> _GIVEN TEXT_:

Success, luck, careers and humility

How often when you meet a senior executive, a business owner or new colleague do you reflect on how they got to position they now enjoy?

Most top Managers are confident in their own talents and would ascribe their success to hard work, ability and determination. But few are willing to acknowledge the huge helpings of luck they have enjoyed on their journey to the top.

Luck is frequently a much more important determination of career paths than ability, hard work or determination. Undoubtedly successful people need these traits in spades but then everyone competing for, or in, a top job has them.

Looking back at my own career, I won my first job not because I was a competent Biochemist but because my potential boss needed a Bass for his church choir (and that requirement certainly wasn’t in the job advert!).

But luck can impact both ways. In my mid 40’s two successive corporate Managing Director roles ended abruptly when I was “bumped” to make way for managers being made redundant due to reorganisations elsewhere in the structure. On both occasions my reporting teams, business associates and clients were shocked at my sudden departure. The businesses lost momentum and sales. In fact both my replacements were themselves “replaced” within 12 months…..

No third party observer would say that hard work, talent or determination was a factor in these events. I was “lucky” in that first job interview and “unlucky” to be impacted by the back wash of the two sequential corporate re-structurings.

Today I am very aware of the importance of luck in the shaping of a career. I was sent to great schools. I went to a Russell Group University. And being honest none of that was remarkable given my father’s profession as a Dental Surgeon and a home environment which was comfortable, supportive and encouraging. Being born into such an environment was my first big dose of “luck”.

> _ENTRIES PROVIDED_:
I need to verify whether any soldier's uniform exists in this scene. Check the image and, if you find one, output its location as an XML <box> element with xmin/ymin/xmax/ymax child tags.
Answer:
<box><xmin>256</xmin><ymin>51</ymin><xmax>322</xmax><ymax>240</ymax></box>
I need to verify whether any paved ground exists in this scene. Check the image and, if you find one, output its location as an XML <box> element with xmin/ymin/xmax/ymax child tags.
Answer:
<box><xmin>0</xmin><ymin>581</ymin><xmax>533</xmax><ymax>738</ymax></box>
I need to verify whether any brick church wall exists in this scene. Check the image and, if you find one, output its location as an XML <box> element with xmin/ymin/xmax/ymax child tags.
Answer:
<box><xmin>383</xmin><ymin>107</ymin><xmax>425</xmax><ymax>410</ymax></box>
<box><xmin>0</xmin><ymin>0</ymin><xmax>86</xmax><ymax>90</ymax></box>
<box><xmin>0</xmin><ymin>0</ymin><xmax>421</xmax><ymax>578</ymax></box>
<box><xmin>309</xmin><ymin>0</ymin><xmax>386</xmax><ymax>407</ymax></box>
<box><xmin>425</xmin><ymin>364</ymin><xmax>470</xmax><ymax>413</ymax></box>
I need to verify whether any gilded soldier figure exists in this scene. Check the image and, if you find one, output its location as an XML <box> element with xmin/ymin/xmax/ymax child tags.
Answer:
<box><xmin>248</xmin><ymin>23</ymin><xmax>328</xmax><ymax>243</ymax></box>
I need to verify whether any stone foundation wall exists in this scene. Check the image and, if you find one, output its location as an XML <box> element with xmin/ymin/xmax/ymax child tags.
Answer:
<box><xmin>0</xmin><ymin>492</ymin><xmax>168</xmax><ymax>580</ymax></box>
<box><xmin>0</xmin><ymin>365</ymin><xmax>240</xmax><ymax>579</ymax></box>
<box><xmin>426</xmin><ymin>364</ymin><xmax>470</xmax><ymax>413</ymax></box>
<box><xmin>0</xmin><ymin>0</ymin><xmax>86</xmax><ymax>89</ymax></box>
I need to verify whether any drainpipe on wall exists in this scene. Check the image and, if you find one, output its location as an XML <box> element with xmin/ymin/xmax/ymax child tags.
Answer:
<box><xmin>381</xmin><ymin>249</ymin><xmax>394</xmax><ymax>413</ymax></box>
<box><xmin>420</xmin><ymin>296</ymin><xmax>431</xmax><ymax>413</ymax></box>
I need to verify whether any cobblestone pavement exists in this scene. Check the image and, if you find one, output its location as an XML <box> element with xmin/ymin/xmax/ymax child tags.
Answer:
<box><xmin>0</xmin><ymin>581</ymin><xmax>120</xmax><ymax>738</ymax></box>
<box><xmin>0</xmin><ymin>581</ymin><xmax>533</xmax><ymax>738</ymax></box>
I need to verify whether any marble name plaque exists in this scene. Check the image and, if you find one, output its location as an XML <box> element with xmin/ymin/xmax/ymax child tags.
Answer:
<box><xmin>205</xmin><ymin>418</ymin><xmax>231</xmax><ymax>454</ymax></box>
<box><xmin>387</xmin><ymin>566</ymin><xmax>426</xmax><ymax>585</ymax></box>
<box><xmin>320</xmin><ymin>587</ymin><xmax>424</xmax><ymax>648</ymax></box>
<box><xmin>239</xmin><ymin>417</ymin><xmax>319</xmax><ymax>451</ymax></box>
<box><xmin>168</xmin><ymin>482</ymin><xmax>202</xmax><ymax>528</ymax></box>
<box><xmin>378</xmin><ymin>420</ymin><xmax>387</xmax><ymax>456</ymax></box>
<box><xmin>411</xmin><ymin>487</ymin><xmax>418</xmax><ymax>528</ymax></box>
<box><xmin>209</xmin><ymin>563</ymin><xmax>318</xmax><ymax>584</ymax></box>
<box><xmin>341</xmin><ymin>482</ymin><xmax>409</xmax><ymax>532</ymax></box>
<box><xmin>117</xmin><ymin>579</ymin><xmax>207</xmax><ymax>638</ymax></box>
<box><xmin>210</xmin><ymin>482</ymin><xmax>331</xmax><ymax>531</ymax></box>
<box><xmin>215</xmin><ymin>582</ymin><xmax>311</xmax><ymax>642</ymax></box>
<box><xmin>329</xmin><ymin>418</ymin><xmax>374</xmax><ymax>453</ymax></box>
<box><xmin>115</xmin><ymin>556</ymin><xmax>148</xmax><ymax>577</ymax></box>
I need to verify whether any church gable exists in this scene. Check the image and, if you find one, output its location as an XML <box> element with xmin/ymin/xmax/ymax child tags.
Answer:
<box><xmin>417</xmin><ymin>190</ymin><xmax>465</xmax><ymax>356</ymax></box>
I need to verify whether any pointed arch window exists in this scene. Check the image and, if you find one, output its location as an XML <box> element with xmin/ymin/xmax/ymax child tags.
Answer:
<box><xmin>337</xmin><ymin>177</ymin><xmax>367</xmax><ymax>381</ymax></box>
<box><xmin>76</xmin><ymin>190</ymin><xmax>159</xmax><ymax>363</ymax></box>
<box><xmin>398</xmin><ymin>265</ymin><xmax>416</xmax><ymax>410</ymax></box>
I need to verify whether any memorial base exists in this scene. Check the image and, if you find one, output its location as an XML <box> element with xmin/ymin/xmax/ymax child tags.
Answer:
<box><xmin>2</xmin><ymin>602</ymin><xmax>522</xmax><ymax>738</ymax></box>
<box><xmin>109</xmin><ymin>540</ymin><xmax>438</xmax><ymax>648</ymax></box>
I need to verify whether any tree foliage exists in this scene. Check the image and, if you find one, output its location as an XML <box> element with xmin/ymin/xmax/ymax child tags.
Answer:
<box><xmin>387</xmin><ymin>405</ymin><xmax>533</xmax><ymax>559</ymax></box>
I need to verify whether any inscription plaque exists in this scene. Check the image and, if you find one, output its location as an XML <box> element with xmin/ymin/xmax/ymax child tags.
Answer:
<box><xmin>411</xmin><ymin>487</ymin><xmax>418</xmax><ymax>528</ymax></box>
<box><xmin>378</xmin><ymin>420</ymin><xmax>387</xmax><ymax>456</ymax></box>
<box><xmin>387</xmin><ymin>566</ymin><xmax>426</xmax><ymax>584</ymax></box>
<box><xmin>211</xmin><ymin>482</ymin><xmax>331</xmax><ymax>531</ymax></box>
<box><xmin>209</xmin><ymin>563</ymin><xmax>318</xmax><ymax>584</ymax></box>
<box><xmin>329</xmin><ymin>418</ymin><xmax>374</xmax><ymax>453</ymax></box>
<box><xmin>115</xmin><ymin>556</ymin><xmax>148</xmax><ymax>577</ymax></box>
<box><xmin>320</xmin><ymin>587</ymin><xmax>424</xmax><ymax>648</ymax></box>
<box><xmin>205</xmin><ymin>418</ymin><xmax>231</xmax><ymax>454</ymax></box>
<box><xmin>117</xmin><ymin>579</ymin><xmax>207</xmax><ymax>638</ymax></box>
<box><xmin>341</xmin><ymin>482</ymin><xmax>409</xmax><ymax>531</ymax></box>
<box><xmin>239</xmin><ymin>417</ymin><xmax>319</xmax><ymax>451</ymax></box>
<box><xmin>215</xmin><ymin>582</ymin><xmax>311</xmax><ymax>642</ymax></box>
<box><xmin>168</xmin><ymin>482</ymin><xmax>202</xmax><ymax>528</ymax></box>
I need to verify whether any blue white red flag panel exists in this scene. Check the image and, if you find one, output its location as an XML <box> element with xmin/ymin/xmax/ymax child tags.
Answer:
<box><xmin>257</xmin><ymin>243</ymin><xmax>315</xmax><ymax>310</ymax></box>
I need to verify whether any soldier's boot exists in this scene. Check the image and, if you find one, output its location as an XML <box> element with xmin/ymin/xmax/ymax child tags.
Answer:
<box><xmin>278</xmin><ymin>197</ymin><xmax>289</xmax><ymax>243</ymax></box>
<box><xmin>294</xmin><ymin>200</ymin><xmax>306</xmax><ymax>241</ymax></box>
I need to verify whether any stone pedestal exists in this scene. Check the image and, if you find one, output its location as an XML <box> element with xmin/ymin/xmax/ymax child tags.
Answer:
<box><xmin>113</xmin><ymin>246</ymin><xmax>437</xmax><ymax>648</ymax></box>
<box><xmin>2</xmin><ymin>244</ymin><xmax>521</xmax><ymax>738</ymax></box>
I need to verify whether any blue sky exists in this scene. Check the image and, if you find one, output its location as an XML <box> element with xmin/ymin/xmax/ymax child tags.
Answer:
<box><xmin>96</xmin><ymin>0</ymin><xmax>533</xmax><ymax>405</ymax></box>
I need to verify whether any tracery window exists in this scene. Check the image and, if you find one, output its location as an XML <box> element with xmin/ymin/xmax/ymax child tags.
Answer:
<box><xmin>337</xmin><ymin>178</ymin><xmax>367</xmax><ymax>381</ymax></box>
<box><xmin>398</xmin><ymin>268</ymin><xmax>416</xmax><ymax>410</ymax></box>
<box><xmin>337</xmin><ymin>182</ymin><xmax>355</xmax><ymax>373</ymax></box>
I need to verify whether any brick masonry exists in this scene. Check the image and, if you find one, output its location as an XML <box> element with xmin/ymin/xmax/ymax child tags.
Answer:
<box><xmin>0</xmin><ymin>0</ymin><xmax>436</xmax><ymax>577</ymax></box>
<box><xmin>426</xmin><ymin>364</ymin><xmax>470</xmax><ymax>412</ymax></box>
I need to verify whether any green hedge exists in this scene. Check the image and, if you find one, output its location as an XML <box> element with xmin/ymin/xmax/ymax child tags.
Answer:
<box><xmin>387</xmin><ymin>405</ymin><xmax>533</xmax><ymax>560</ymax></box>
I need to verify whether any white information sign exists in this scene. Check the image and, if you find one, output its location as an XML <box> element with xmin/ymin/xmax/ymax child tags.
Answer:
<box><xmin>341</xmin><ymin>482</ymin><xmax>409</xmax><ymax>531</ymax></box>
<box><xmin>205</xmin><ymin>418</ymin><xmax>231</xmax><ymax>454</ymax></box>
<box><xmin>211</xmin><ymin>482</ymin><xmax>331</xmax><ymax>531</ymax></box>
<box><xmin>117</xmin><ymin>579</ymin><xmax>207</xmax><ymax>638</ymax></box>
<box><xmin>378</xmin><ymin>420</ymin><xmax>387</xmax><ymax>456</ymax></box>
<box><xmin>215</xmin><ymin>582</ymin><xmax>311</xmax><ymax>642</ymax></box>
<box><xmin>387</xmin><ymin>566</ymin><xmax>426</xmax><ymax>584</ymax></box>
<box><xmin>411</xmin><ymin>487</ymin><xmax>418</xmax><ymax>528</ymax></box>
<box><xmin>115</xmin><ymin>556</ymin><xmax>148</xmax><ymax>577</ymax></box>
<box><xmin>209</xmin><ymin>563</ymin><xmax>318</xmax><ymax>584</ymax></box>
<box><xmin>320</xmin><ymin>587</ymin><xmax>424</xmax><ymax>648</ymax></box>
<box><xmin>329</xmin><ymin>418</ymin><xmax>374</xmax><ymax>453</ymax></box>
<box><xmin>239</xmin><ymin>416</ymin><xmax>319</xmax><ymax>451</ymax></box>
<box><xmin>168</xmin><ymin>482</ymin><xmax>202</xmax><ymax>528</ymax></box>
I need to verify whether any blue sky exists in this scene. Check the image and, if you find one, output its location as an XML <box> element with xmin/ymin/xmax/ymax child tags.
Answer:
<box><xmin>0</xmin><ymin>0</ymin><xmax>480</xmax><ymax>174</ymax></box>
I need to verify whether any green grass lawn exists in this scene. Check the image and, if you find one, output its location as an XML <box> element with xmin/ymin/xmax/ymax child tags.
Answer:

> _ASSIGNED TASK A_:
Reproduce the part of the luck and careers text that opens with the words containing "But luck can" and closes with "within 12 months…..".
> _ASSIGNED TASK B_:
In the luck and careers text, list the groups who were shocked at the author's sudden departure from the Managing Director roles.

> _TASK ANSWER A_:
But luck can impact both ways. In my mid 40’s two successive corporate Managing Director roles ended abruptly when I was “bumped” to make way for managers being made redundant due to reorganisations elsewhere in the structure. On both occasions my reporting teams, business associates and clients were shocked at my sudden departure. The businesses lost momentum and sales. In fact both my replacements were themselves “replaced” within 12 months…..

> _TASK ANSWER B_:
- Reporting teams
- Business associates
- Clients